_Exercise aim_
Please count the lines in the entries below that contain the string "negative". Reply with that number only.

+ + + +

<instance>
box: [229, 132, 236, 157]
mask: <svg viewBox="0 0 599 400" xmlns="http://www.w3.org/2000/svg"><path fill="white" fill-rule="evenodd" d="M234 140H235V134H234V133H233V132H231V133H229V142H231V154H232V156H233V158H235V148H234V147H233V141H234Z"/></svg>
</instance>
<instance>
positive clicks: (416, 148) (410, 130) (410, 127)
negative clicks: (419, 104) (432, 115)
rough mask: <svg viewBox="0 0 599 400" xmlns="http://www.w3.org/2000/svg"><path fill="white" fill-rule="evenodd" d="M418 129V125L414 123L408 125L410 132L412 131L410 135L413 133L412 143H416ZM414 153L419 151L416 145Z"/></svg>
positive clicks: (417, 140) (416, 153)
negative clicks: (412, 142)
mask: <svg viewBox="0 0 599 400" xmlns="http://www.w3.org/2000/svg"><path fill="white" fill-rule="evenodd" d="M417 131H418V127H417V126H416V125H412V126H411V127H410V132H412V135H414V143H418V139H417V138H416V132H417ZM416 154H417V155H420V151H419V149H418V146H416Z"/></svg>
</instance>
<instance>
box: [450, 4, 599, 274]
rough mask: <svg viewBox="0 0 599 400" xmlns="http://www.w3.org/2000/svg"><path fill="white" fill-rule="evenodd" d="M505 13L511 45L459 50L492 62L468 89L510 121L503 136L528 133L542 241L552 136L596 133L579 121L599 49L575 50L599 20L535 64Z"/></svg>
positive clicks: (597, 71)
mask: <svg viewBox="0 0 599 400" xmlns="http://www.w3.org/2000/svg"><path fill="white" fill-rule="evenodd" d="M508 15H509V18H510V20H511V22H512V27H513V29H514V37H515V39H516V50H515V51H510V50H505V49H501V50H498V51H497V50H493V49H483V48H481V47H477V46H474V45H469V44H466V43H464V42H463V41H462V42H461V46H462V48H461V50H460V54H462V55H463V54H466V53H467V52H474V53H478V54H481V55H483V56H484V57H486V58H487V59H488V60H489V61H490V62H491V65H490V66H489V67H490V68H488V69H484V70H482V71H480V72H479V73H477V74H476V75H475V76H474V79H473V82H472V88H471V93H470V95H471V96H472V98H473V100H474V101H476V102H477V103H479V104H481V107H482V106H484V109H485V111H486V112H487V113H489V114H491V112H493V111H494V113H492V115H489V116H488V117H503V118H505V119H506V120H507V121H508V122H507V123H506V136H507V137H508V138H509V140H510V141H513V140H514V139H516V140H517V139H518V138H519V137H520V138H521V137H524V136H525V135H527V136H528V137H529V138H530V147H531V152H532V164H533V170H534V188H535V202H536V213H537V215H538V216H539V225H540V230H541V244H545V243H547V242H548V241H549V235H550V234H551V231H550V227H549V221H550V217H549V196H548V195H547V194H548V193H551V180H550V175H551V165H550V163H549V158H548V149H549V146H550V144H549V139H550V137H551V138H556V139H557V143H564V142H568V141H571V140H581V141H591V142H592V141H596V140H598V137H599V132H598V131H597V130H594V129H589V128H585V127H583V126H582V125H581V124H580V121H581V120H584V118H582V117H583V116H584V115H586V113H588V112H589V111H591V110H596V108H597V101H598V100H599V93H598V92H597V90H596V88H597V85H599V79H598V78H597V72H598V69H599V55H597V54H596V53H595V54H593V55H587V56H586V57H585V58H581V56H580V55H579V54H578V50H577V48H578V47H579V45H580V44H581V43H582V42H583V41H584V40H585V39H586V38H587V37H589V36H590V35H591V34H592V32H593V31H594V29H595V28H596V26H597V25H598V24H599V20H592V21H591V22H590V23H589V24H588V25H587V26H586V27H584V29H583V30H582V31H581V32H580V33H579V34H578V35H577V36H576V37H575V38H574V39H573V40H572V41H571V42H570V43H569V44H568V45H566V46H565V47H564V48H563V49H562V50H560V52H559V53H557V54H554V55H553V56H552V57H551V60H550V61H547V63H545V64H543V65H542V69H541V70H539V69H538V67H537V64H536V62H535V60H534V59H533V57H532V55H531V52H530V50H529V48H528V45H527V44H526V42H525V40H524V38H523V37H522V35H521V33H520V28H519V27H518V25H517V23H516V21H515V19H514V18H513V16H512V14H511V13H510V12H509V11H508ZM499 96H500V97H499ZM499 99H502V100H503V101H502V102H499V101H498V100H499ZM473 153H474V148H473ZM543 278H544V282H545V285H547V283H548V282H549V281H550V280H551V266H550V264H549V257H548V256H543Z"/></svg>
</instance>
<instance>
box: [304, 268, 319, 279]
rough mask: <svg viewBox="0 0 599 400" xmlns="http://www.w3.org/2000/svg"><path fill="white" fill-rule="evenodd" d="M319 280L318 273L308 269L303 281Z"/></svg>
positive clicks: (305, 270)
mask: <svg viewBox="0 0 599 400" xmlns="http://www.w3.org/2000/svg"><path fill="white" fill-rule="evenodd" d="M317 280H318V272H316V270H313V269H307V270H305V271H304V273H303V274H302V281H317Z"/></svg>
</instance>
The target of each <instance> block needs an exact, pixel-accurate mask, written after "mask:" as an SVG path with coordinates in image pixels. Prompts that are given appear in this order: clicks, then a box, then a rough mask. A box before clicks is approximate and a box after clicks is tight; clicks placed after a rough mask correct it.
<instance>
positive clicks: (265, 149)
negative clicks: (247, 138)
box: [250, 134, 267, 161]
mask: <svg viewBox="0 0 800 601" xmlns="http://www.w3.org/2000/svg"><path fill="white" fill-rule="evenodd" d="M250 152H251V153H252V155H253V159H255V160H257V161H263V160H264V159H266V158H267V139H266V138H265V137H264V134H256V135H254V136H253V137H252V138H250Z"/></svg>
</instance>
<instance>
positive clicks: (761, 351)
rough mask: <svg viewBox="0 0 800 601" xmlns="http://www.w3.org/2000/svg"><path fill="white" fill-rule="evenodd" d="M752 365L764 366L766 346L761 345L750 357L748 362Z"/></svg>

+ + + +

_Answer section_
3